**Problem details**
Take the data that follows and return it exactly.

Saved data entries:
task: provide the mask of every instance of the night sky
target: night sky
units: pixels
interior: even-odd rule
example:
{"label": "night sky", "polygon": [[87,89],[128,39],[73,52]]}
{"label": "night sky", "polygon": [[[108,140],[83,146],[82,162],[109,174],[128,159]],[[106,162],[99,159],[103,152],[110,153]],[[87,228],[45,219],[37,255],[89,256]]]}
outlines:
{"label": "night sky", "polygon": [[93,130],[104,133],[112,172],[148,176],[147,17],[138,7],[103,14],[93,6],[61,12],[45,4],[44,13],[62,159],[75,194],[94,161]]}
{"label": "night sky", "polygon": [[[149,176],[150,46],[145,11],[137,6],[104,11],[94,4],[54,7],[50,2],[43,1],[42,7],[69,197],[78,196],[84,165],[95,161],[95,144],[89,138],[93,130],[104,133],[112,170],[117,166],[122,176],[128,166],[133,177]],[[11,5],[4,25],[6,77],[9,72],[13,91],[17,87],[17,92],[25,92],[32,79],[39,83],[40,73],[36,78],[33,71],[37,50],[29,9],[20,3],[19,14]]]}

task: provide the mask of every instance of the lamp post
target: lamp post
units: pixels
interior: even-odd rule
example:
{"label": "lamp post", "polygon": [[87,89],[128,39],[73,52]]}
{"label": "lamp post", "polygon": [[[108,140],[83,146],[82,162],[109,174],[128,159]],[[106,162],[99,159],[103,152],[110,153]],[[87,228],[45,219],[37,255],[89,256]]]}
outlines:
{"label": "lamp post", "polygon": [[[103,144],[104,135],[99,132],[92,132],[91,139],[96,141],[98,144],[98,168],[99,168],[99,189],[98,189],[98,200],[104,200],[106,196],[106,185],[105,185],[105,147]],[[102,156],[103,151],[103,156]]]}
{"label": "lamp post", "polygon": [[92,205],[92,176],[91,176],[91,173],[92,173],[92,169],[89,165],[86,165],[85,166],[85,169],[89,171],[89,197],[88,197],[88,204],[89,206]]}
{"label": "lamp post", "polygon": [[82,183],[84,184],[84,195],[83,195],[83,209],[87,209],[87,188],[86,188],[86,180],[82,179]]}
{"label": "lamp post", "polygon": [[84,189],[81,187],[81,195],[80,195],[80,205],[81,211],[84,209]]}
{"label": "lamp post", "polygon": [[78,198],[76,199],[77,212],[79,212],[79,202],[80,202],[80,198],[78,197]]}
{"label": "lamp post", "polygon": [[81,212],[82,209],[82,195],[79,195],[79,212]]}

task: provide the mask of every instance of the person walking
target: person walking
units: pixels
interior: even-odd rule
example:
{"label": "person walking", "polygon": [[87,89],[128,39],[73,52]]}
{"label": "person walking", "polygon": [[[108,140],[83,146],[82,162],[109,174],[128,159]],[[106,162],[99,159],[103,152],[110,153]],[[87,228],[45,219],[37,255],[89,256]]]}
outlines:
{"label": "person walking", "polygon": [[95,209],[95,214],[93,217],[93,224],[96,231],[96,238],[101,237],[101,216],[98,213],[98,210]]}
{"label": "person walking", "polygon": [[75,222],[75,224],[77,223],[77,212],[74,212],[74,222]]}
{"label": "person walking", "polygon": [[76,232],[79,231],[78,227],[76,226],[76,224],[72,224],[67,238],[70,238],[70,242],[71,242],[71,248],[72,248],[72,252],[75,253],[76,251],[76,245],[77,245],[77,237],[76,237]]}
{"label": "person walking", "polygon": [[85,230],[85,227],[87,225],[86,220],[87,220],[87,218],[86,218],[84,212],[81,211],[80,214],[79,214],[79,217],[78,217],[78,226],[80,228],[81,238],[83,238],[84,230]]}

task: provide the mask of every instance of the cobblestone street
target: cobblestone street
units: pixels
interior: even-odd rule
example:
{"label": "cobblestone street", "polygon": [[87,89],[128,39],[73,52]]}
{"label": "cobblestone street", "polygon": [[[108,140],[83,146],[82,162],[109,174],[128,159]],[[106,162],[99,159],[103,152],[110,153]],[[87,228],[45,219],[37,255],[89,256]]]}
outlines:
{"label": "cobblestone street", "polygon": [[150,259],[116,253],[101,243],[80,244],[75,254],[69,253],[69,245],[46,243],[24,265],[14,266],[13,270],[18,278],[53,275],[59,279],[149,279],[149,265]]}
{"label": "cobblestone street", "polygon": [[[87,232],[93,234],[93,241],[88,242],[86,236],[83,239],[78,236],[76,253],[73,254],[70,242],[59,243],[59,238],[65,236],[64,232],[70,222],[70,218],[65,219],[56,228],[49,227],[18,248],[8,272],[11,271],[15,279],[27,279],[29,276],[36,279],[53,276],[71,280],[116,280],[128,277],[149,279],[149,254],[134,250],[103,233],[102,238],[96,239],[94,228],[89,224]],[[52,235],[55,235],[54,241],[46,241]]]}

**Written solution**
task: provide the mask of every instance of the night sky
target: night sky
units: pixels
interior: even-odd rule
example:
{"label": "night sky", "polygon": [[87,89],[128,39],[73,52]]}
{"label": "night sky", "polygon": [[[108,140],[83,146],[82,162],[109,174],[128,159]],[[106,162],[99,159],[103,152],[110,153]],[[87,228],[45,219],[37,255],[89,256]]]}
outlines:
{"label": "night sky", "polygon": [[93,130],[104,133],[112,172],[148,176],[147,17],[138,7],[103,14],[93,6],[61,12],[45,4],[44,13],[62,159],[75,194],[94,161]]}
{"label": "night sky", "polygon": [[[149,176],[150,46],[145,11],[137,6],[104,11],[94,4],[54,7],[50,2],[43,1],[42,7],[69,197],[78,196],[84,165],[95,161],[95,144],[89,138],[93,130],[104,133],[112,170],[117,166],[122,176],[128,166],[133,177]],[[11,5],[4,25],[6,77],[9,72],[13,91],[17,87],[17,92],[25,92],[32,79],[39,83],[40,73],[36,78],[33,71],[37,50],[29,9],[20,3],[19,14]]]}

task: provide the mask of every instance of the lamp post
target: lamp post
units: pixels
interior: even-odd rule
example:
{"label": "lamp post", "polygon": [[87,89],[128,39],[73,52]]}
{"label": "lamp post", "polygon": [[[108,140],[83,146],[82,162],[109,174],[128,159]],[[106,162],[99,159],[103,152],[110,153]],[[87,228],[45,219],[37,255],[89,256]]]}
outlines:
{"label": "lamp post", "polygon": [[[103,144],[104,135],[99,132],[92,132],[91,139],[96,141],[98,144],[98,168],[99,168],[99,189],[98,189],[98,200],[104,200],[106,196],[106,185],[105,185],[105,147]],[[102,156],[103,151],[103,156]]]}
{"label": "lamp post", "polygon": [[92,205],[92,176],[91,176],[91,173],[92,173],[92,169],[89,165],[86,165],[85,166],[85,169],[89,171],[89,197],[88,197],[88,204],[89,206]]}
{"label": "lamp post", "polygon": [[82,183],[84,184],[84,195],[83,195],[83,209],[87,209],[87,188],[86,188],[86,180],[82,179]]}
{"label": "lamp post", "polygon": [[84,189],[81,187],[81,195],[80,195],[80,205],[81,211],[84,209]]}
{"label": "lamp post", "polygon": [[78,198],[76,199],[77,212],[79,212],[79,202],[80,202],[80,198],[78,197]]}
{"label": "lamp post", "polygon": [[81,212],[82,209],[82,195],[79,195],[79,212]]}

task: provide the mask of every instance of the person walking
target: person walking
units: pixels
interior: even-odd rule
example:
{"label": "person walking", "polygon": [[87,89],[128,39],[73,52]]}
{"label": "person walking", "polygon": [[[108,140],[83,146],[82,162],[109,174],[128,159]],[[106,162],[99,159],[103,152],[110,153]],[[87,228],[45,219],[37,255],[89,256]]]}
outlines:
{"label": "person walking", "polygon": [[95,209],[95,214],[93,217],[93,224],[96,231],[96,238],[101,237],[101,216],[98,213],[98,210]]}
{"label": "person walking", "polygon": [[75,222],[75,224],[77,223],[77,212],[74,212],[74,222]]}
{"label": "person walking", "polygon": [[76,232],[79,231],[78,227],[76,226],[76,224],[72,224],[67,238],[70,238],[70,242],[71,242],[71,248],[72,248],[72,252],[75,253],[76,251],[76,245],[77,245],[77,237],[76,237]]}
{"label": "person walking", "polygon": [[85,230],[85,227],[87,225],[86,220],[87,220],[87,218],[86,218],[84,212],[81,211],[80,214],[79,214],[79,217],[78,217],[78,226],[80,228],[81,238],[83,238],[84,230]]}

task: provide the mask of every instance of the cobblestone street
target: cobblestone street
units: pixels
interior: even-odd rule
example:
{"label": "cobblestone street", "polygon": [[87,89],[128,39],[73,52]]}
{"label": "cobblestone street", "polygon": [[[108,140],[83,146],[82,162],[109,174],[128,159]],[[106,162],[99,159],[103,152],[110,153]],[[87,228],[45,219],[37,255],[89,256]]]}
outlines:
{"label": "cobblestone street", "polygon": [[150,259],[116,253],[101,243],[80,244],[75,254],[69,253],[69,245],[46,243],[24,265],[14,266],[13,270],[18,278],[53,275],[59,279],[149,279],[149,265]]}
{"label": "cobblestone street", "polygon": [[[87,232],[93,234],[93,241],[88,242],[86,236],[83,239],[78,236],[76,253],[73,254],[70,242],[59,243],[59,238],[65,236],[64,232],[70,222],[70,218],[65,219],[56,228],[49,227],[18,248],[8,272],[11,271],[15,279],[27,279],[29,276],[36,279],[53,276],[71,280],[116,280],[128,277],[149,279],[149,254],[134,250],[103,233],[102,238],[96,239],[94,228],[89,224]],[[52,235],[55,235],[54,241],[46,241]]]}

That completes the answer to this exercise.